* Document:
____

All the books explore why this is so. Maybe as a country with diverse ethnic groups and Islamic sects, it was not such a good idea to insist on constructing a concentrated, monolithic idea of nationalism. Whatever the case may be, the fact is: Islam was central to this idea. It still is. But even then, as I have explored in a lot more detail in my fourth book, Muslim Modernism: A Case for Naya Pakistan, there was never a single version of Islam dominating the society and polity of Pakistan.
Then there’s this other curious fact: Even 73 years after Pakistan’s creation, most Pakistanis still call themselves Muslims first and then Pakistani. So something went terribly wrong when the state and its ideologues set out to formulate an all-encompassing strand of nationhood.
This exercise went through various stages and mutations, with some actually contradicting what came before in the name of Pakistani nationalism. So all four books explore what went wrong and how some of the better things coming from this exercise can be salvaged.
This has to be resolved, but it can’t be done without first studying the role of Islam in the context of Pakistani nationalism.

____

* Data lines:
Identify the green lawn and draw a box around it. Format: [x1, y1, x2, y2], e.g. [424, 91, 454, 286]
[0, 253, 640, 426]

____

* Directives:
A: Answer these questions from the passage on Pakistani nationalism:
(i) What is the title of the fourth book?
(ii) How many years after Pakistan's creation do most Pakistanis still call themselves Muslims first?
(iii) What must be studied first before the matter can be resolved?
B: Translate this sentence from the passage on Pakistani nationalism into French: "This has to be resolved, but it can’t be done without first studying the role of Islam in the context of Pakistani nationalism."
C: List every topic that the passage on Pakistani nationalism says the books, all of them or one of them, explore.

* Results for the exercise:
A:
(i) Muslim Modernism: A Case for Naya Pakistan
(ii) 73 years
(iii) The role of Islam in the context of Pakistani nationalism

B: Cela doit être résolu, mais on ne peut pas le faire sans d'abord étudier le rôle de l'islam dans le contexte du nationalisme pakistanais.

C:
- Why this is so
- That there was never a single version of Islam dominating the society and polity of Pakistan (the fourth book)
- What went wrong
- How some of the better things coming from this exercise can be salvaged